WORK TO BE COMPLETED →
No images, please. Copy each entry below exactly as it reads.

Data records
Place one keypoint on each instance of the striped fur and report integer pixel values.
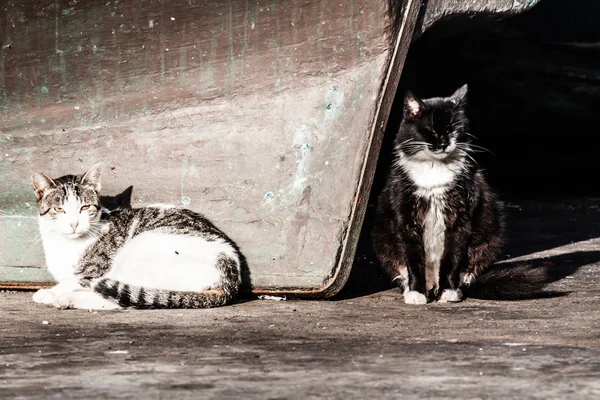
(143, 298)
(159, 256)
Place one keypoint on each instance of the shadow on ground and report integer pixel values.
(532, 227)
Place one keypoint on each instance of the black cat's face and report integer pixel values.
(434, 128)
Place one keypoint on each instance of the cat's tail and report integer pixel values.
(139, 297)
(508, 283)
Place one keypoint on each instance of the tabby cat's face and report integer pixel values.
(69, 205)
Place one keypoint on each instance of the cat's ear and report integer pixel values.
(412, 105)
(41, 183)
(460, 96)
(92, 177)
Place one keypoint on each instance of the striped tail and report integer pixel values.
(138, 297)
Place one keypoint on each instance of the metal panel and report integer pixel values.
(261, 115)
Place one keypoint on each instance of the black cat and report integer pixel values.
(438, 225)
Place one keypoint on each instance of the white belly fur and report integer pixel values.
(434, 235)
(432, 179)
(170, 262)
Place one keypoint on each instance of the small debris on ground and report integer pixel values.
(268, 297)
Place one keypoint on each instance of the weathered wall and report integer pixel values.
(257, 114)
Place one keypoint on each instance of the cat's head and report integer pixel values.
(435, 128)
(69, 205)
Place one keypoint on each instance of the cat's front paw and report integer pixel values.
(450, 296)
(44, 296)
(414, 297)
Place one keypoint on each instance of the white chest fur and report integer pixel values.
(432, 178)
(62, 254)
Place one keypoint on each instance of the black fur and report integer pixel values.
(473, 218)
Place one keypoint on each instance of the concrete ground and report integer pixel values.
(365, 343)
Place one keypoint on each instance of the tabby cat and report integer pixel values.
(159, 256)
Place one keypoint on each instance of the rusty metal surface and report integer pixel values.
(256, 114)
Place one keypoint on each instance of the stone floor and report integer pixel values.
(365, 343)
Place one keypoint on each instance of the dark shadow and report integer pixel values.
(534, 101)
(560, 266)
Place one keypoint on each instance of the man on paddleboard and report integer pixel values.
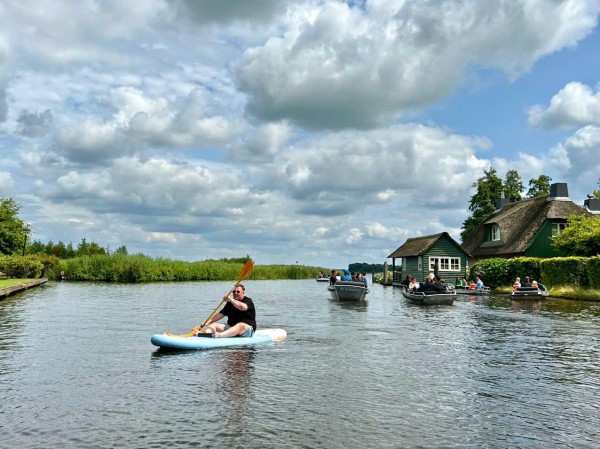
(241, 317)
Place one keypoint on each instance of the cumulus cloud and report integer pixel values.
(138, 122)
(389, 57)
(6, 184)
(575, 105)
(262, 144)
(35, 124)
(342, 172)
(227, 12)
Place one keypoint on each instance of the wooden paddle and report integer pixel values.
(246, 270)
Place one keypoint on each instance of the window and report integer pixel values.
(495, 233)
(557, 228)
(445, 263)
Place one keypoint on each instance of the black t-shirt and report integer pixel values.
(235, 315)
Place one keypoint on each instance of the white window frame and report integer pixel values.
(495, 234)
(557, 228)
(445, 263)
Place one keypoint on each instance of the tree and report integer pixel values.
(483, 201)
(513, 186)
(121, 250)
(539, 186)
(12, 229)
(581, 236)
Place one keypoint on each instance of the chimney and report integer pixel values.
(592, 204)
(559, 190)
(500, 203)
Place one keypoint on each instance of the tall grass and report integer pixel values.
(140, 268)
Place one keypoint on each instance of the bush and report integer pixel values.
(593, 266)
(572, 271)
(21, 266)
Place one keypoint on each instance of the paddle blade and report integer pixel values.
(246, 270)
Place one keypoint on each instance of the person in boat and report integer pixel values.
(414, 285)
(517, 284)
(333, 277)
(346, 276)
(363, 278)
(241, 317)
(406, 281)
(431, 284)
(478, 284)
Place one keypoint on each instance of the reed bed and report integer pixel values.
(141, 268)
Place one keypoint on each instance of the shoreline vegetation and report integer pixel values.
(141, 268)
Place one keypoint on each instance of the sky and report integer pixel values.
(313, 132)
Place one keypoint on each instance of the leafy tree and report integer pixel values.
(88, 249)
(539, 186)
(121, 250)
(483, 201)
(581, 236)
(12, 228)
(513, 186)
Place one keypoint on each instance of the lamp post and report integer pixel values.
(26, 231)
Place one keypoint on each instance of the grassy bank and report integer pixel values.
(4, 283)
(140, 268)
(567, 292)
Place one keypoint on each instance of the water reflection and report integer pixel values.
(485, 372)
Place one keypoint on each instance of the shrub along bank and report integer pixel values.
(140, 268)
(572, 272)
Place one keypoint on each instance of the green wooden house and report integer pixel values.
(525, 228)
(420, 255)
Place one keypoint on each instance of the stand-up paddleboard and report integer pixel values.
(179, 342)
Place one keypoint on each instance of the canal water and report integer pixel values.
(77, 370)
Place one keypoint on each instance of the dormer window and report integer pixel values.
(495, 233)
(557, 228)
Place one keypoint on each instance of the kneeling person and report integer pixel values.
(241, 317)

TASK RESPONSE →
Place one keypoint on each instance of the striped fur and report integer pixel values.
(143, 298)
(159, 256)
Place one keypoint on each instance of the shadow on ground and report integer pixel values.
(532, 227)
Place one keypoint on each instance of the black cat's face and report integer pixel values.
(434, 128)
Place one keypoint on each instance of the cat's tail and report integer pixel values.
(139, 297)
(508, 283)
Place one keypoint on each instance of the tabby cat's face and report integer pixel values.
(69, 205)
Place one keypoint on each instance of the cat's ear and report integer pixel values.
(412, 105)
(41, 183)
(460, 96)
(92, 177)
Place one keypoint on each instance of the striped tail and report integer pixel values.
(138, 297)
Place one keypoint on each instance of the metal panel and report integer pixel values.
(261, 115)
Place one keypoint on each instance of the black cat and report integer pixel values.
(438, 225)
Place one keypoint on each instance of the white belly fur and report integer pixel values.
(434, 235)
(432, 179)
(170, 262)
Place one keypoint on each instance of the small debris on ground and report integer pixel values.
(268, 297)
Place one keypoint on each instance of the weathered wall and report integer pixel values.
(257, 114)
Place one keypoint on each instance of the cat's head and report integer pixel values.
(435, 128)
(69, 205)
Place one keypoint on each instance of the cat's front paw and report integer pixel values.
(450, 296)
(44, 296)
(414, 297)
Place one keypoint on each instance of the white chest fur and report integer pixel values.
(432, 178)
(62, 254)
Place one keypoint on each instance of the black fur and report integer pixel values.
(473, 218)
Place one keypoint on each instance of the concrete ground and report integer pixel values.
(365, 343)
Place one keypoint on each instance of the tabby cat and report integer pixel values.
(159, 256)
Place one keypoint on each instance of the rusty metal surface and report integer pixel values.
(256, 114)
Place one keypoint on each instance of the stone floor and report integer pixel values.
(365, 343)
Place one keypoint on each instance of the dark shadow and report integer pixel values.
(534, 101)
(560, 266)
Place one keypoint on each instance of the man on paddleboard and report integer pixel values.
(241, 317)
Place one keypoint on each instance of the cumulus cloud and report integer pixel values.
(138, 122)
(389, 57)
(6, 184)
(575, 105)
(262, 144)
(35, 124)
(342, 172)
(227, 12)
Place one keypoint on each instance of the wooden paddle and report integer pixel values.
(246, 270)
Place one keypoint on each instance of the window and report integer pixel values.
(495, 233)
(557, 228)
(445, 263)
Place one keypoint on each instance of the black t-shirt and report integer pixel values.
(235, 315)
Place one keypoint on each instance of the white window frame and report integer pixel values.
(495, 234)
(557, 228)
(445, 263)
Place one keypoint on each instance of the tree and report integer pixel values.
(483, 201)
(513, 186)
(121, 250)
(539, 186)
(12, 229)
(581, 236)
Place one keypoint on each instance of the chimney and report integer pixel values.
(592, 204)
(559, 190)
(500, 203)
Place one keypoint on each instance of the tall grass and report integer pixel values.
(140, 268)
Place one keypoint on each instance of the bush and report integer pixel values.
(593, 266)
(572, 271)
(21, 266)
Place one keypoint on each instance of the paddle blade and report integer pixel values.
(246, 270)
Place one keypoint on each instance of the person in boat and report integer pixel values.
(414, 285)
(517, 284)
(333, 277)
(346, 276)
(363, 278)
(241, 317)
(406, 281)
(431, 284)
(478, 284)
Place one keypoint on each instance of the reed bed and report integer pixel values.
(141, 268)
Place one keypoint on each instance of the shoreline vegetation and report integer pixel values.
(141, 268)
Place one keypoint on each instance of the sky and report integer pixel values.
(313, 132)
Place one keypoint on each instance of the leafy tree and report integer pixel values.
(88, 249)
(539, 186)
(121, 250)
(483, 201)
(581, 236)
(12, 228)
(513, 186)
Place one keypoint on each instance of the lamp post and report integer pixel values.
(26, 231)
Place one keypoint on each instance of the grassy bank and report integer pixel values.
(4, 283)
(140, 268)
(567, 292)
Place one keypoint on each instance of the water reflection and report integer pixel values.
(485, 372)
Place one keypoint on each instance of the shrub along bank and report integer pixel values.
(140, 268)
(572, 272)
Place one keypoint on each instance of the green wooden house and report integer pixel values.
(525, 228)
(420, 255)
Place one keypoint on each instance of the stand-up paddleboard and report integer pixel values.
(179, 342)
Place one keypoint on each instance of the canal water and report integer pixel values.
(77, 370)
Place one keypoint on each instance of the dormer window and report integer pixel values.
(495, 233)
(557, 228)
Place one keypoint on each instance of the kneeling person and report integer pixel values.
(241, 317)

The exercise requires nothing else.